Among the entries, find the lines with the string "each" and copy them.
§
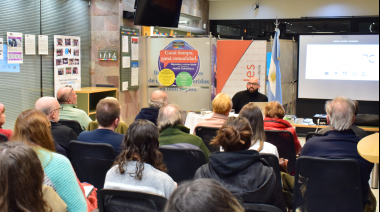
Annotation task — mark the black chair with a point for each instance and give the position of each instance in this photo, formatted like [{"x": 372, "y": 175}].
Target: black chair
[
  {"x": 273, "y": 162},
  {"x": 182, "y": 163},
  {"x": 127, "y": 201},
  {"x": 3, "y": 138},
  {"x": 323, "y": 185},
  {"x": 72, "y": 124},
  {"x": 91, "y": 161},
  {"x": 284, "y": 142},
  {"x": 207, "y": 134},
  {"x": 250, "y": 207},
  {"x": 313, "y": 134}
]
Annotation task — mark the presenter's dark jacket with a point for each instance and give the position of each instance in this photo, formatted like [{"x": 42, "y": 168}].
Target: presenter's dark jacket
[
  {"x": 340, "y": 145},
  {"x": 180, "y": 134},
  {"x": 149, "y": 113},
  {"x": 246, "y": 176},
  {"x": 62, "y": 134},
  {"x": 103, "y": 136},
  {"x": 244, "y": 97}
]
§
-- Exercise result --
Annotation task — mark the black chair with a point for each instance and give the position of each instance in this photo, formatted like [{"x": 372, "y": 175}].
Annotation task — mark the presenter's dark jacket with a point for each instance and give the position of each instance in this photo, formatted like [{"x": 42, "y": 168}].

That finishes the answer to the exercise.